**WRITTEN PROBLEM 1**
Output the passage of the Rupert Murdoch media monopoly article verbatim, starting at "There’s a good" and ending at "Murdoch doesn’t have.".

## Begin DOCUMENT PASSAGE

Rupert Murdoch doesn't have a monopoly, now quit whining!

The left can't compete with right-wing media. For punters, nor for cash - so they nationalise and subsidise their biased institutions.

Monopoly? Only through nationalisation.
John Phelan
On 15 July 2011 14:56

Right thinking people were sickened by the revelations that the phone of murdered teenager Milly Dowler had been hacked by journalists from the News of the World. Disappointed not to find anything interesting, they deleted messages to make room for something hopefully juicier. This gave hope to Milly’s parents that she was still alive and receiving her messages. The people responsible should be jailed.

Some left thinking people saw all this as a chance to go after Rupert Murdoch. This week the euro lurched closer to disaster, the United States approached default, a forty year civil war ended in the creation of a brand new country, South Sudan, and the Syrian unrest continued. But you’d never have known from the British media which was obsessed with the fate of Murdoch’s ‘monopoly’.

The idea that Rupert Murdoch has a monopoly of British media or is even close to getting one is nonsense. According to an Ofcom report into News International’s bid for BSkyB, television accounts for seventy-three percent of the news people receive and seventy-percent of that comes from the BBC.

In internet and radio the BBC is similarly dominant. News International, by contrast, accounts for less than thirty percent of newspapers read and Sky News accounts for just six percent of television news.

Indeed, as a simple matter of economics it is be impossible for Murdoch to create a monopoly. A monopoly, after all, is a market where there is only one supplier. There are unusual cases of natural monopolies, where it is only possible for one provider to provide a certain good or service, for example, if there was only one gold mine on the planet its owner would have a natural monopoly in gold.

In real life there are very few of these. Lots of things which used to be considered natural monopolies necessitating government ownership, like gas, water, electricity and even telecoms, turned out to be nothing of the kind.

Contra the typically useless Marxist observation about capitalism’s supposed tendency toward monopoly the type of monopoly most commonly encountered in the real world is that created by government.

By granting a charter, government can give an enterprise the legal right to be the sole provider of a good or service. James I did it with cloth and Stanley Baldwin did it with broadcasting. Indeed, the closest thing we have to a monopoly in media is the BBC which, according to its veteran newsreader Peter Sissons and even its Director General Mark Thompson, has a long standing left wing bias.

Even so Rupert Murdoch has been phenomenally successful. He sells more newspapers in Britain than anyone else and in just 14 years Fox News in the United States has become more popular than left leaning CNN and MSNBC combined. Faced with this, do the left seek to compete with Murdoch? No. They seek to regulate him.

Left wingers in the United States have long sought to resurrect the old Fairness Doctrine, junked by Ronald Reagan in 1987. This was intended to guarantee a fair airing for all viewpoints but, instead, served up a diet of post war statism and crucified a man like Barry Goldwater.

The phone hacking scandal has prompted new calls for media regulation despite the fact that hacking and paying Police officers for information is already illegal. But the left never sees a problem that can’t be solved with more spending or regulation.

There’s a good reason why the left might choose to regulate Murdoch rather than compete with him; they aren’t much good at it. The BBC certainly provides stiff competition but then it is funded by a compulsory levy on all TV and radio consumers whether they listen to the BBC or not, a luxury Murdoch doesn’t have.

## End DOCUMENT PASSAGE
## Begin MATERIAL TO PROCESS

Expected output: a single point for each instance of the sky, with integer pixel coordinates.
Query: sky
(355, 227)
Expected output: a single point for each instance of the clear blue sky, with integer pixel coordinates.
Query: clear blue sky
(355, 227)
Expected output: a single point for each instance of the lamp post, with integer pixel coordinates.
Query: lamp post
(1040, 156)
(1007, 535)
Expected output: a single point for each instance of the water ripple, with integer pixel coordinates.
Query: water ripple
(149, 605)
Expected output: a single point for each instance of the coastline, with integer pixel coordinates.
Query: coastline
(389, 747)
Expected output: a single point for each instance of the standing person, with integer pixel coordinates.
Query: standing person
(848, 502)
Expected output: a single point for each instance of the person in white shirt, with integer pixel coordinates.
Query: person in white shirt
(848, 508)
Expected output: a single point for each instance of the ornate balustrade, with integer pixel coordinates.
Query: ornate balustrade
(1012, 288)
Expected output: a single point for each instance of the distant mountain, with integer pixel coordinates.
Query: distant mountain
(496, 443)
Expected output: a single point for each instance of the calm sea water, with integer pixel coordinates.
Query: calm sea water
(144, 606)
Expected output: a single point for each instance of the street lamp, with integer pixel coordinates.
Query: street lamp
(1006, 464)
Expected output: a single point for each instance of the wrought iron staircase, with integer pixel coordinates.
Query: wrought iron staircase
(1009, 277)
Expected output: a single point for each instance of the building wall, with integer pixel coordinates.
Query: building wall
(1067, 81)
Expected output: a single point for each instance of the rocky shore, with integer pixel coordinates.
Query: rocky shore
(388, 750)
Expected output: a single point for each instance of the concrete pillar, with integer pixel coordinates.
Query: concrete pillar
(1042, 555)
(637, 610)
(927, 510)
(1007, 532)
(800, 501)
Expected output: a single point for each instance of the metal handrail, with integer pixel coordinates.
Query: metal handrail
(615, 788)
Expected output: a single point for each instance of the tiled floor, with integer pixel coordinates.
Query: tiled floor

## End MATERIAL TO PROCESS

**WRITTEN PROBLEM 2**
Show each line of the rows above that contains the string "clear".

**FULL ANSWER 1**
There’s a good reason why the left might choose to regulate Murdoch rather than compete with him; they aren’t much good at it. The BBC certainly provides stiff competition but then it is funded by a compulsory levy on all TV and radio consumers whether they listen to the BBC or not, a luxury Murdoch doesn’t have.

**FULL ANSWER 2**
Expected output: a single point for each instance of the clear blue sky, with integer pixel coordinates.
Query: clear blue sky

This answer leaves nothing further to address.